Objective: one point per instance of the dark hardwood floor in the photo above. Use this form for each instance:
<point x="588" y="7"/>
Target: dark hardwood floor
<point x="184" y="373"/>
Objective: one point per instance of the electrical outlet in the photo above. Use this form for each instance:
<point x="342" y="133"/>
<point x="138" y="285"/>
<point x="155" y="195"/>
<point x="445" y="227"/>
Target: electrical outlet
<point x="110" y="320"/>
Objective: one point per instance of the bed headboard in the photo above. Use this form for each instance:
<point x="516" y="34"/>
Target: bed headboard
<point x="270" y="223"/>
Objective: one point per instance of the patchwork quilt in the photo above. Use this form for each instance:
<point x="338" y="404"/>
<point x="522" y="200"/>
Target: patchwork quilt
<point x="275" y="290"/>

--

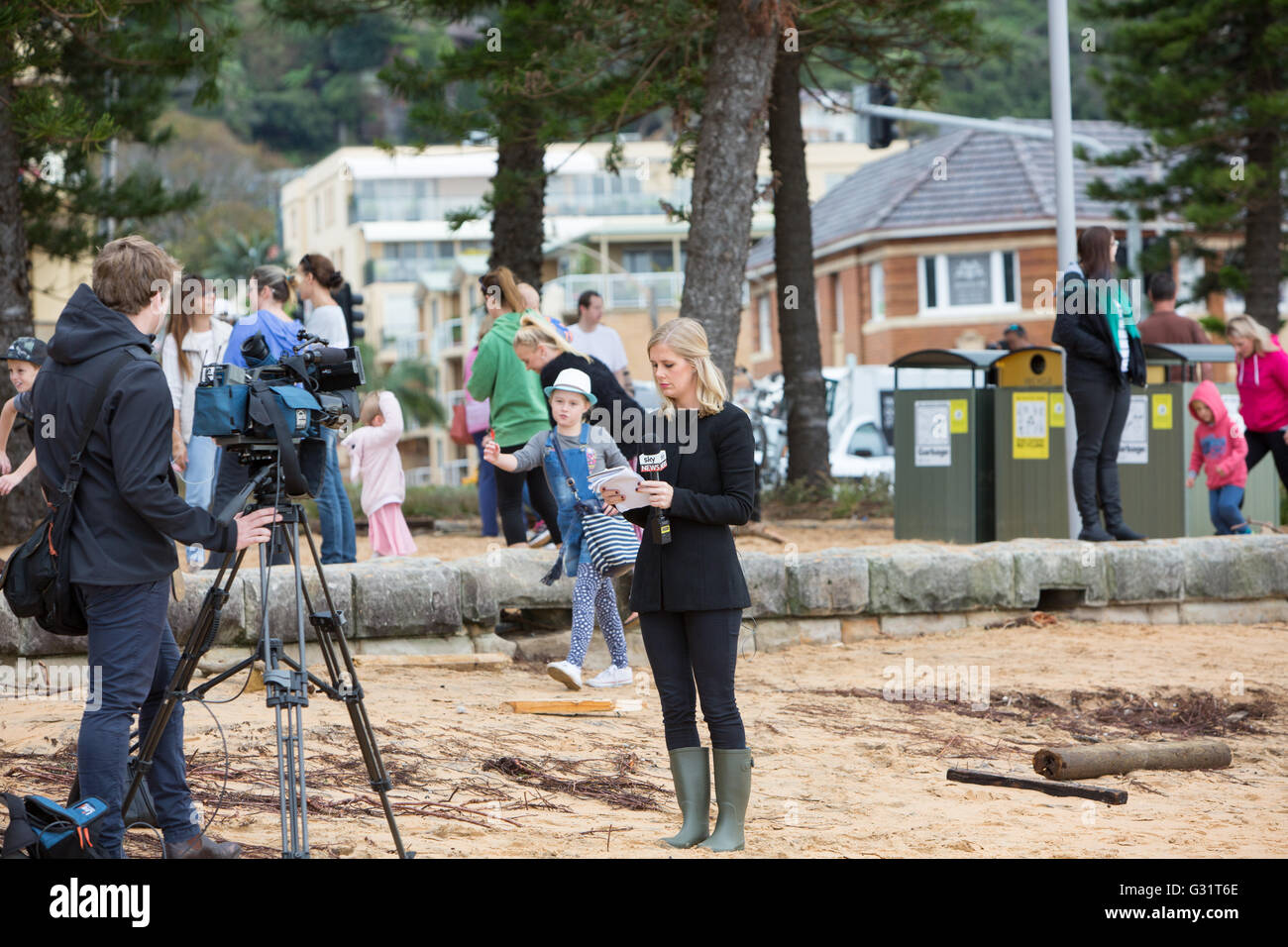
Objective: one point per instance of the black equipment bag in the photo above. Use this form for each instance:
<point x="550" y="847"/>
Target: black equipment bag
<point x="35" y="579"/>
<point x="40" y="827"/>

==

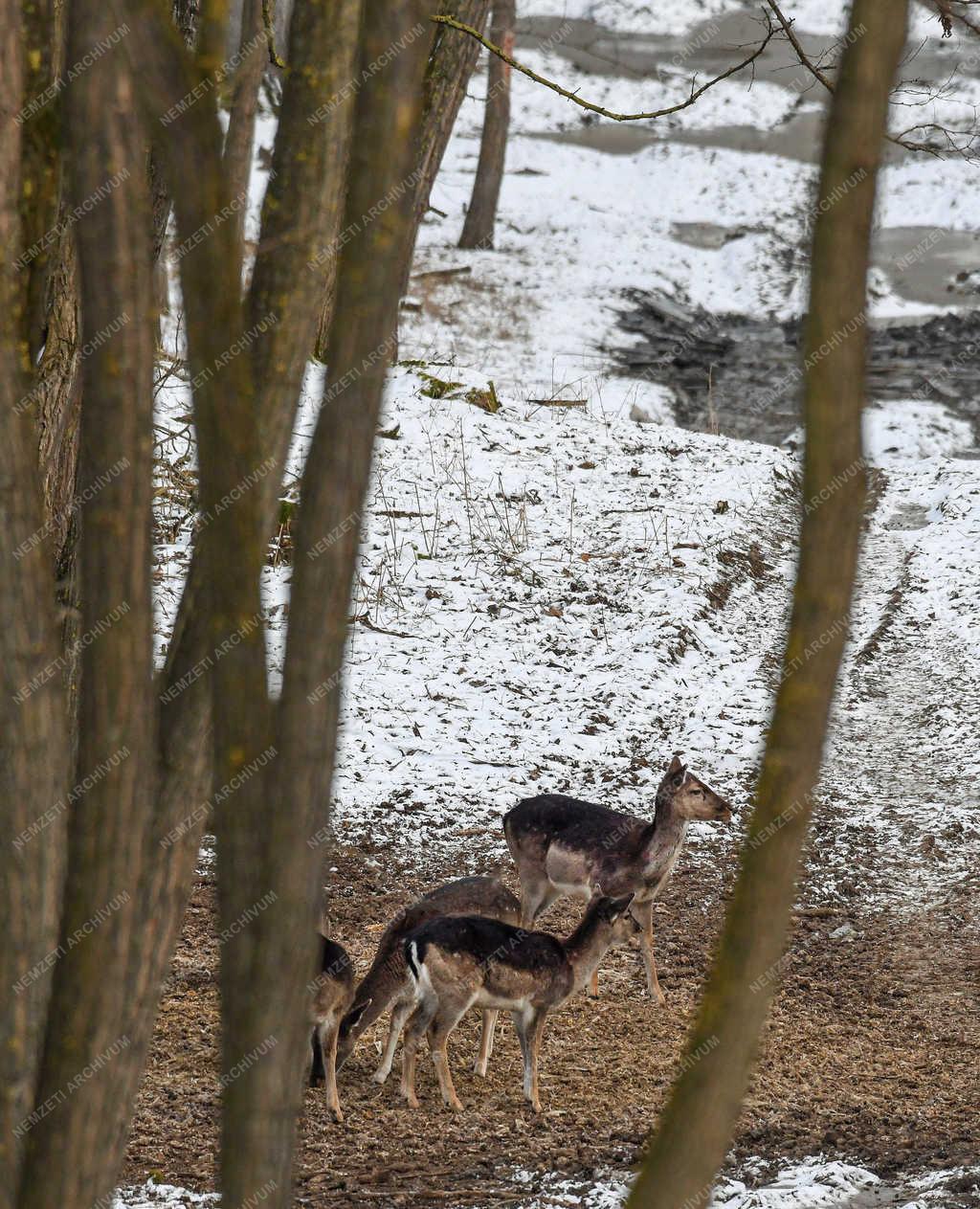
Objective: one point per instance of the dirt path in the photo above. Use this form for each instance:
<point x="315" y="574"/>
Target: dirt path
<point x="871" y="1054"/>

REQUIREMENT —
Show each line in the entries that holds the string "Objective".

RESPONSE BOX —
Objective: one point per instance of the dark hardwood floor in the photo above. Use this form for each instance:
Objective: one point per instance of the electrical outlet in the photo above. Use this form for each instance:
Objective: one point per instance of the bed headboard in the photo above. Use this form for each instance:
Objective: one point per instance of the patchwork quilt in the photo above. Use this form for each instance:
Objective: one point per instance of the black equipment bag in the photo above. Use this form for each instance:
Objective: one point per instance of the dirt path in the photo above. Use this form for each instance:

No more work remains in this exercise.